*** RECORDS FOR THE EXERCISE ***
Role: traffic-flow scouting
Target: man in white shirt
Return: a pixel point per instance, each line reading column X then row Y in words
*** End of RECORDS FOR THE EXERCISE ***
*** RECORDS FOR THE EXERCISE ***
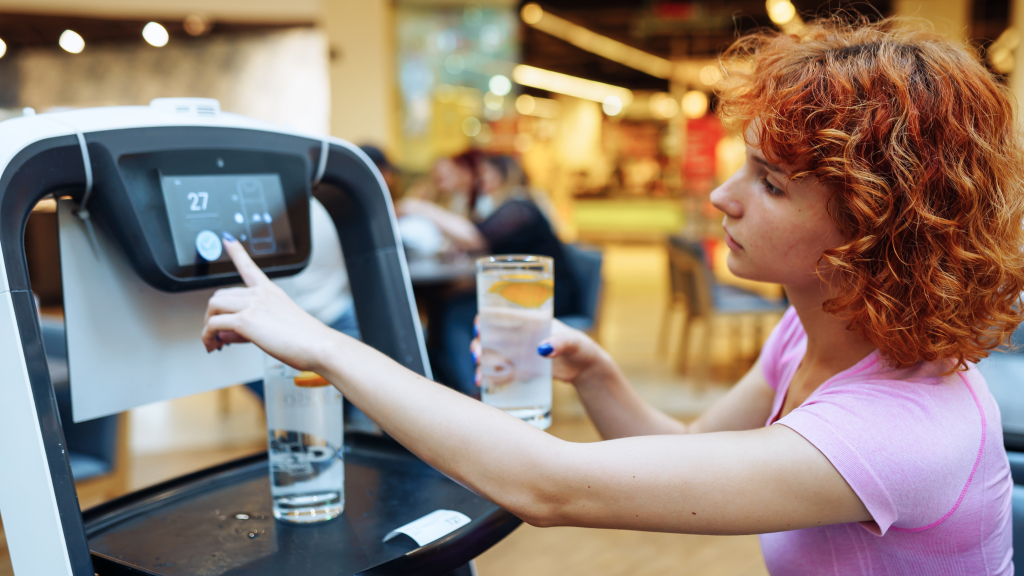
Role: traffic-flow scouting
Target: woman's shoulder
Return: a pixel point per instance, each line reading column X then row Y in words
*** End of RECORDS FOR THE EXERCISE ***
*** RECORDS FOR THE EXERCISE ***
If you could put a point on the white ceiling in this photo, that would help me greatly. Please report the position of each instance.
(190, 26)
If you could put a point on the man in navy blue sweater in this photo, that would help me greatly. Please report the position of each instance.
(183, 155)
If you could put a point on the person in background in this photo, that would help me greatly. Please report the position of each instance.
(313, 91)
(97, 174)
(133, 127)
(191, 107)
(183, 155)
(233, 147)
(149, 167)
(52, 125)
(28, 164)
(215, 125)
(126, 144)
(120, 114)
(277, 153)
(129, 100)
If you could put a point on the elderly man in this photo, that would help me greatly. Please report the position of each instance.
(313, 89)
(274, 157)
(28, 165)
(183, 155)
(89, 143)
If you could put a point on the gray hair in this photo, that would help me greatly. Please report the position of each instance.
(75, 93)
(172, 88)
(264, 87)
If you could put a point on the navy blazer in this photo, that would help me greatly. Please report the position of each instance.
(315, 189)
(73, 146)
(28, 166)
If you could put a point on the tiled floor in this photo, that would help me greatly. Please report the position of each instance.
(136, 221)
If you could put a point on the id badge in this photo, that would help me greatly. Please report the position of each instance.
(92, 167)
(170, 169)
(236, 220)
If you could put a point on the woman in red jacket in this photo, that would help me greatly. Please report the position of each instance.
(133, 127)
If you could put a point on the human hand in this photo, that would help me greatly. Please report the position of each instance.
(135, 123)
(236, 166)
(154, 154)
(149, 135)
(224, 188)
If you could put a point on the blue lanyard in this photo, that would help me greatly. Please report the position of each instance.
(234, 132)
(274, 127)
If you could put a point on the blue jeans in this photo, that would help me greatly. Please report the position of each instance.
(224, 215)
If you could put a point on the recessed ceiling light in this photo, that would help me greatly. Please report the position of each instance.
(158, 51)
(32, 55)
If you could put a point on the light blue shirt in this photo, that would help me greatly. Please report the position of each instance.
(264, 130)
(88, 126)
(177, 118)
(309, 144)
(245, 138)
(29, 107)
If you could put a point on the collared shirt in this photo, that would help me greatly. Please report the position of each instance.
*** End of RECORDS FOR THE EXERCISE ***
TASK OBJECTIVE. The stretch of entries above that starts with the line containing "If you could put a point on the blue jeans" and goes on through the line containing "If you could put a point on the collared" is to be transcribed exactly, and no other line is to be transcribed.

WRITTEN ANSWER.
If you could put a point on the blue jeans in this photo, that would help me greatly. Please report the position of each instance.
(224, 215)
If you could put a point on the recessed ceiling light in this photo, that would help me greatly. Please report the position of each instance.
(158, 51)
(32, 55)
If you could put a point on the light blue shirt in this photo, that would help me greatly. Please report the position of each instance.
(264, 130)
(88, 126)
(177, 118)
(309, 144)
(245, 138)
(29, 107)
If you could put a point on the collared shirt in this photo, that would help me greatly. Please report the position of each instance.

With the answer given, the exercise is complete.